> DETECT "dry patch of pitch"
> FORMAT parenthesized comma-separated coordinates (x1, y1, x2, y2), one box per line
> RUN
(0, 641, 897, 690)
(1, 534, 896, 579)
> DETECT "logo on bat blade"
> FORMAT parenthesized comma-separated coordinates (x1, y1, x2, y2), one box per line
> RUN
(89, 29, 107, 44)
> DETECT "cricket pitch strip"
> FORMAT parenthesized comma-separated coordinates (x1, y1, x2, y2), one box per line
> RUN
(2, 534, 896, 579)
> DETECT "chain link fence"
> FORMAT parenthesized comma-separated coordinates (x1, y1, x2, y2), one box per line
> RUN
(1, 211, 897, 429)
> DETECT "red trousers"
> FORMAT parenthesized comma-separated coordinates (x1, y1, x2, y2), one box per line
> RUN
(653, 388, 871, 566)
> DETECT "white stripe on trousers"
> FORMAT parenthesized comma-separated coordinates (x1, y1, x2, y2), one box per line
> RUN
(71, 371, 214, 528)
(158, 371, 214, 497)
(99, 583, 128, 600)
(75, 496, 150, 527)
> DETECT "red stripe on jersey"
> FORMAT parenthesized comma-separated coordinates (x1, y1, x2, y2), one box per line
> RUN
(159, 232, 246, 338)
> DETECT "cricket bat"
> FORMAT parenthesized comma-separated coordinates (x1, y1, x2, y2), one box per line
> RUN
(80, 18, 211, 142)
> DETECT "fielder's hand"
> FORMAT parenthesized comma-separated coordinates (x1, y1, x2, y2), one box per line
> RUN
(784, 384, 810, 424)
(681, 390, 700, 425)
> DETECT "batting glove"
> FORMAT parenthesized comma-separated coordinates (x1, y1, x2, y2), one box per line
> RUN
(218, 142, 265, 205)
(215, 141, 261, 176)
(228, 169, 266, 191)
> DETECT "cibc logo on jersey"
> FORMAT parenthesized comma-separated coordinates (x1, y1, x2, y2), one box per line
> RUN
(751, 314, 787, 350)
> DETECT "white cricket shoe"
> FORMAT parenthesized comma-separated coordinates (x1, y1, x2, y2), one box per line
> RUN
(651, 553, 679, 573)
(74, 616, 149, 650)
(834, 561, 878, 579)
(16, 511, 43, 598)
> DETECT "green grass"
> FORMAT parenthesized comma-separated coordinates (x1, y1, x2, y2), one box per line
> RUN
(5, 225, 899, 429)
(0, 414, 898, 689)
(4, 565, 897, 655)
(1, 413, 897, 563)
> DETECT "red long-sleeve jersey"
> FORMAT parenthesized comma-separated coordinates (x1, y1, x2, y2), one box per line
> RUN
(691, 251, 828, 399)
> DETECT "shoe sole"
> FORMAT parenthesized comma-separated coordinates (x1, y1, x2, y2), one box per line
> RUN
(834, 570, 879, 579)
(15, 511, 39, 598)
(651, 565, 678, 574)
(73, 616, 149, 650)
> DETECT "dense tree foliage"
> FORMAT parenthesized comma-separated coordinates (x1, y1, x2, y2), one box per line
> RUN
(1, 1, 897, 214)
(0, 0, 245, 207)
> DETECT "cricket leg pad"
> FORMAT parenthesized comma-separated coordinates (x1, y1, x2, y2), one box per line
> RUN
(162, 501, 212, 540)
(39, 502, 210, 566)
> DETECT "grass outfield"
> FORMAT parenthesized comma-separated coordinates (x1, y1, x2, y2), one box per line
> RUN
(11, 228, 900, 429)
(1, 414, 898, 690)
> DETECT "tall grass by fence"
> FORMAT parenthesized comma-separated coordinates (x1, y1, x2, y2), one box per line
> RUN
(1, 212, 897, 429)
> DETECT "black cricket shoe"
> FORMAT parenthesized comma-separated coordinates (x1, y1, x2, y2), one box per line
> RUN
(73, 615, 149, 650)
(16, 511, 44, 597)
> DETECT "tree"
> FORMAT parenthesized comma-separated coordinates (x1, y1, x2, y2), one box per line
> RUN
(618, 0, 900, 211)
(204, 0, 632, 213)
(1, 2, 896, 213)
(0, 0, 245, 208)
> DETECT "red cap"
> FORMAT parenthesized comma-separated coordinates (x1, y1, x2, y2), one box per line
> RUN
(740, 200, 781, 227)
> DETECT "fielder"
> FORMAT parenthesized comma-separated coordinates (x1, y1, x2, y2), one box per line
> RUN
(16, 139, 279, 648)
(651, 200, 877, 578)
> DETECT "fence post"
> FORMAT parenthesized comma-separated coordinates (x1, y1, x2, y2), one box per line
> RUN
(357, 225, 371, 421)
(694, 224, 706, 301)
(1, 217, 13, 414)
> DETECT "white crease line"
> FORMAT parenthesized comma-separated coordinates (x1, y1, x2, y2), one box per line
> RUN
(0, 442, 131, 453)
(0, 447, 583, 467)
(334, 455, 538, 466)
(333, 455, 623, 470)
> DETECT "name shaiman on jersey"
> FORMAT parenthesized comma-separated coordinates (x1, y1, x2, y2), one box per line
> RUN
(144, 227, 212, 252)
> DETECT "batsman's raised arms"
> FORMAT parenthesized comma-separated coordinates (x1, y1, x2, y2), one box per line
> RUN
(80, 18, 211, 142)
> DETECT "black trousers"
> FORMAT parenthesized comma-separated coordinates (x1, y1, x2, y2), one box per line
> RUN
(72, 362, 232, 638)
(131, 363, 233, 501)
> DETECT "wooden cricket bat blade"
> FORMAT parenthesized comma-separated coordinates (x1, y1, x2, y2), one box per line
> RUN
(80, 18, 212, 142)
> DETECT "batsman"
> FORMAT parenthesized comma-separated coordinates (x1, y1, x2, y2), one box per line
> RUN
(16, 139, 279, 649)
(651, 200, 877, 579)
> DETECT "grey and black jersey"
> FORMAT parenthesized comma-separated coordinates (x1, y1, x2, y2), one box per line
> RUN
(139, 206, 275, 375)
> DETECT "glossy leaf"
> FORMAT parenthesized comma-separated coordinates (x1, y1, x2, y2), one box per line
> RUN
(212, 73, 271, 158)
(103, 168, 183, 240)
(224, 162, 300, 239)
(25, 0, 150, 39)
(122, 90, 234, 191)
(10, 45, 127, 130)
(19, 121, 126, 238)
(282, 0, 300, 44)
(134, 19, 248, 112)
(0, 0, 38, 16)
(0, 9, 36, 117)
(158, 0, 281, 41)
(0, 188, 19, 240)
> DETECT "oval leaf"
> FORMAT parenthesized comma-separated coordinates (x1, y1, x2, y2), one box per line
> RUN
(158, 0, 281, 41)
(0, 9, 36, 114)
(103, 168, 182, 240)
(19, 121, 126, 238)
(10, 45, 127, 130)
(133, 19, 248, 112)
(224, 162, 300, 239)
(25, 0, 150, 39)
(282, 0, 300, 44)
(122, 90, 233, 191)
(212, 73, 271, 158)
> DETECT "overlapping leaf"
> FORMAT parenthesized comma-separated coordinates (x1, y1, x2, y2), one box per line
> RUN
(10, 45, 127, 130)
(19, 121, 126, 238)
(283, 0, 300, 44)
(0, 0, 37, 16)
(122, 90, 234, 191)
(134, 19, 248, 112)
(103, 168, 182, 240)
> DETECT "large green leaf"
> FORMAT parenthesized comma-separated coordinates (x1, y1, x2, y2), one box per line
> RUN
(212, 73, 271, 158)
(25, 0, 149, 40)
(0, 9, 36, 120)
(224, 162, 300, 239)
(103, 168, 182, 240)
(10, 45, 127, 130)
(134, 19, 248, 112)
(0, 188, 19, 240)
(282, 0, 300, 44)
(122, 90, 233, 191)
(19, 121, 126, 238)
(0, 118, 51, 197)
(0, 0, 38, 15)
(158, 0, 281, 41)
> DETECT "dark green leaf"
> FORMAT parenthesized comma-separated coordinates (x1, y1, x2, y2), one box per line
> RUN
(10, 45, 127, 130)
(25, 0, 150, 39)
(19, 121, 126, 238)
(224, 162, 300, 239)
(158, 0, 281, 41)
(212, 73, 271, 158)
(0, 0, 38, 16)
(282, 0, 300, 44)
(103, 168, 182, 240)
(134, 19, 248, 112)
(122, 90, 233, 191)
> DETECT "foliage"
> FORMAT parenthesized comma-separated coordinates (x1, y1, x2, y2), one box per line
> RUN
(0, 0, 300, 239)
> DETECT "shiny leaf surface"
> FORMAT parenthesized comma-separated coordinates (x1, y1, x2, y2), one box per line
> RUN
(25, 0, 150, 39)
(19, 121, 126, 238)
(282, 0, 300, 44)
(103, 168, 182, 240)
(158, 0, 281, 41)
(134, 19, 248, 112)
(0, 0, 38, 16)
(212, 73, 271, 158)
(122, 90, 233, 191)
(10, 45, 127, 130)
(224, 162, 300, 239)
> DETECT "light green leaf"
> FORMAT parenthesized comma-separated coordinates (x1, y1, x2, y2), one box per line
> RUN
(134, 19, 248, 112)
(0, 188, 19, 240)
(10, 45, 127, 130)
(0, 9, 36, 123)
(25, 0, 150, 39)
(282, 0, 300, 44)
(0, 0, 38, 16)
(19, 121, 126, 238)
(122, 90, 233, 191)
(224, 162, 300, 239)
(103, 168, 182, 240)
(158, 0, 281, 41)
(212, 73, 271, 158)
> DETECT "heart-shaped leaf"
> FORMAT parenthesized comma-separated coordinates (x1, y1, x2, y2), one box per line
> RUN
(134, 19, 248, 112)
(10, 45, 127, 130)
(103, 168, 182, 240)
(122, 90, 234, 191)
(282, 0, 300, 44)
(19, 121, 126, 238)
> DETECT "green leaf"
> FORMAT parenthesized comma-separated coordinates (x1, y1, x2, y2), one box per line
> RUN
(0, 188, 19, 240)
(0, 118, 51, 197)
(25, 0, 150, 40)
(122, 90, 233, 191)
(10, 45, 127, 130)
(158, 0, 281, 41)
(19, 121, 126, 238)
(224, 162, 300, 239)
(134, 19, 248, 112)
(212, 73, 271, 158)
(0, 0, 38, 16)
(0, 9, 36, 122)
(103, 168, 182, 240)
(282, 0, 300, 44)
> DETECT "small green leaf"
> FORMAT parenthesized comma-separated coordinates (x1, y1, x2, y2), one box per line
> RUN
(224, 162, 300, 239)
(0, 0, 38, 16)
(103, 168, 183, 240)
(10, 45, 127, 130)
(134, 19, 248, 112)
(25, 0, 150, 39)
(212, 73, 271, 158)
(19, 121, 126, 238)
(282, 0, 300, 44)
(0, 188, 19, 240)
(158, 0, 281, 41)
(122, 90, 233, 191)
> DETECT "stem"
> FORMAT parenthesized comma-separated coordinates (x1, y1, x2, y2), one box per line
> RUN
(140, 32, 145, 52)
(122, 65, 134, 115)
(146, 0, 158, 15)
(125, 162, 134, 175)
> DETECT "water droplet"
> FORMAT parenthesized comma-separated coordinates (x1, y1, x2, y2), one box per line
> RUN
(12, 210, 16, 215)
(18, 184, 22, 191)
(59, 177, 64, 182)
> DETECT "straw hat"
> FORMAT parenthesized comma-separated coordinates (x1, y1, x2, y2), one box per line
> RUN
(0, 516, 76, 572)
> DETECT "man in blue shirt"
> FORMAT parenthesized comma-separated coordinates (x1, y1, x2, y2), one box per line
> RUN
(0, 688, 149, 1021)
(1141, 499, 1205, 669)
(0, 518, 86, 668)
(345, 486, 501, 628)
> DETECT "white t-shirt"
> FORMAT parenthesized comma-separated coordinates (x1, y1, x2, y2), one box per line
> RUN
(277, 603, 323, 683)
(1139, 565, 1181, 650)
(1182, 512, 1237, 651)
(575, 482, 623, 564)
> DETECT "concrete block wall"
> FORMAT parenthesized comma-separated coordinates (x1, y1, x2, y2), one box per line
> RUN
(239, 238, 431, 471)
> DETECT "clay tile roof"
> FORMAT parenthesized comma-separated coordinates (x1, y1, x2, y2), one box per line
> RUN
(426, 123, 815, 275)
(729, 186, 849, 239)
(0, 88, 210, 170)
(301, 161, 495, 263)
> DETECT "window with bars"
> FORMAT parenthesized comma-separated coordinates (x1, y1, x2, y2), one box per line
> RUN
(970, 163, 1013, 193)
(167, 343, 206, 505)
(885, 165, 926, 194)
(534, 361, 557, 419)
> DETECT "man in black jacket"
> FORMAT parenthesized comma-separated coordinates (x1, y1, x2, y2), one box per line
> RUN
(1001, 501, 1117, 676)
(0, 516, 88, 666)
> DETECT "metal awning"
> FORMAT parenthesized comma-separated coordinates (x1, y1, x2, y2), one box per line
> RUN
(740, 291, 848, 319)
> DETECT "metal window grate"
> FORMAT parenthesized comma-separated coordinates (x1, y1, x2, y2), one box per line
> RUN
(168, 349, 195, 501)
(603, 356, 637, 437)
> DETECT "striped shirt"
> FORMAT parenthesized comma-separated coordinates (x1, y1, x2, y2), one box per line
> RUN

WORK INSTRUCTION: Among the records, find all lines that include the string "fielder" and return them.

YOUR SOLUTION:
> DETECT "fielder's hand"
> DETECT "fielder"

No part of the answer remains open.